> **Goal of the exercise**
What follows is a set of entries; retype all of them exactly.

> **Provided data**
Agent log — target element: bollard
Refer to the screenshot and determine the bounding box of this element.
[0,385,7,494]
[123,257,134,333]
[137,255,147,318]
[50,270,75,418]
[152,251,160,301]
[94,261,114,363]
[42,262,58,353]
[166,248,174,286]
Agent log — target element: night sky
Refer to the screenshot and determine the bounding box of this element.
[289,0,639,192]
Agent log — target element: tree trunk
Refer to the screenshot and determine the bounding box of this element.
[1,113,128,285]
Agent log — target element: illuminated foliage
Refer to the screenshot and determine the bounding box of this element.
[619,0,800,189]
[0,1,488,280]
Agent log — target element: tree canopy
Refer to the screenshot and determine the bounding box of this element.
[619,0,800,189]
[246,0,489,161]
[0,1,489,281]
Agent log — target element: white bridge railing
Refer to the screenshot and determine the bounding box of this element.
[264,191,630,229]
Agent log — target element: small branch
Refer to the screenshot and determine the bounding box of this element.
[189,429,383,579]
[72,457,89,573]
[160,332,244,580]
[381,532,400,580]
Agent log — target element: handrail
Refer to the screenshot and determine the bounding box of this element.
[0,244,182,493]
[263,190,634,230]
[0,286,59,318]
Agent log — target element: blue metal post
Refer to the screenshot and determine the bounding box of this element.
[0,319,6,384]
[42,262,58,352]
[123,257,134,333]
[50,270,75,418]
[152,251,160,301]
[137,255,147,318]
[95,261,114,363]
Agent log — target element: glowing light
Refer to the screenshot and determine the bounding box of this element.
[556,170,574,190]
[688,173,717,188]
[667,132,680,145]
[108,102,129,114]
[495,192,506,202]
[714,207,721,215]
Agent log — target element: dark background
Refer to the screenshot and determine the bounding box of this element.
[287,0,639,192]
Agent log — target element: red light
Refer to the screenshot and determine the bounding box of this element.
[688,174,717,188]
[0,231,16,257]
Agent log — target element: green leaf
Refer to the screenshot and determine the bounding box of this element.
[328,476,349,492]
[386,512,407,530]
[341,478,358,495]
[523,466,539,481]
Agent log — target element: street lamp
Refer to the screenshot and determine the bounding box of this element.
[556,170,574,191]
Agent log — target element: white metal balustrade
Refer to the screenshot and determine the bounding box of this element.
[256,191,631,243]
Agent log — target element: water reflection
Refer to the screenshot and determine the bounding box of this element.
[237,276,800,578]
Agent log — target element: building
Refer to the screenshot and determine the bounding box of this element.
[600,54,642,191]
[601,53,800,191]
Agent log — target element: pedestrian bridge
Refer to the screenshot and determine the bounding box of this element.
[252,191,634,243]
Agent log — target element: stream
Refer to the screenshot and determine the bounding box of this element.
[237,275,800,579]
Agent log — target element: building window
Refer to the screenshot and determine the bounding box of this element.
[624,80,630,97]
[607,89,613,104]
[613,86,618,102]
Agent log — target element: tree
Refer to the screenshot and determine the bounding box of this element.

> **Task response**
Agent log — target element: bollard
Refer to the screenshot and determine the bounding box of this element.
[0,385,7,494]
[123,257,134,333]
[137,255,147,318]
[50,270,75,418]
[152,251,160,301]
[94,261,114,363]
[42,262,58,353]
[166,248,174,286]
Agent log — target element: night sky
Refer to the screenshot and determine the bounding box of this element.
[289,0,639,192]
Agent log — target element: tree trunk
Refer to the screenshot and determine the bounding box of this element.
[1,113,128,285]
Agent log — target element: illuminated foliage
Refer to the screenshot and determine the bounding box of this element.
[619,0,800,189]
[0,1,488,280]
Agent log — target element: tree canopy
Refer to the screenshot and determine the bounding box of this element.
[619,0,800,189]
[246,0,489,161]
[0,1,489,281]
Agent log — target element: white bridge railing
Refer to the screenshot and determine the bounding box of this element.
[264,191,630,229]
Agent log — target element: small branch
Refer to the screenshot and determine the bounding box of this element.
[189,429,383,579]
[72,457,89,573]
[160,332,244,580]
[381,532,400,580]
Agent log — target element: handrail
Refer to the screenshot and determine the bounding box of this element.
[0,244,182,493]
[263,190,634,230]
[0,286,59,318]
Agent log — target element: blue metal post
Refer to the screenshot and determine the bounding box of this element.
[0,319,6,384]
[42,262,58,352]
[123,257,134,333]
[50,270,75,418]
[152,251,160,301]
[137,255,147,318]
[95,261,114,363]
Agent log — target element: glowing light
Refer to the screenshot and determine the bounding box of this element.
[556,170,574,190]
[688,173,717,188]
[667,132,680,145]
[108,102,129,114]
[495,192,506,202]
[714,207,721,215]
Agent log — target element: dark background
Refer to the screenshot and determine the bounding box of this element.
[287,0,639,192]
Agent log — target element: red light
Refer to the screenshot and determine the bounding box of this element.
[688,174,717,188]
[0,231,16,257]
Agent log — target element: green leaf
Refer to the screenshot and determine the bounding box of this element.
[328,476,349,492]
[386,512,407,530]
[341,478,358,495]
[523,466,539,481]
Agent log — target element: street lamp
Refer to the screenshot and determine the bounding box of this element.
[556,170,574,191]
Agent log — target element: white metal balustrade
Refer to the screenshot and determine the bounding box of this element.
[256,191,631,243]
Agent log — target element: water reflection
Refer to the screenshot and determine the bounding box of this element.
[237,276,800,578]
Agent log — target element: building
Refer to the screenshot and determine the bounding box of this element.
[600,54,642,191]
[601,53,800,191]
Agent log — target element: pedestrian bridge
Refer to the screenshot and determine the bounding box of this element.
[252,191,634,243]
Agent log — target element: stream
Refer to the screenshot and determine the bounding box of this element.
[237,275,800,579]
Agent log — target element: building window
Refer to the screenshot and determine the bounding box of this element.
[624,80,630,97]
[607,89,613,104]
[613,86,618,102]
Agent log — target element: tree
Refer to the screenshot and determine the bounding box of this element.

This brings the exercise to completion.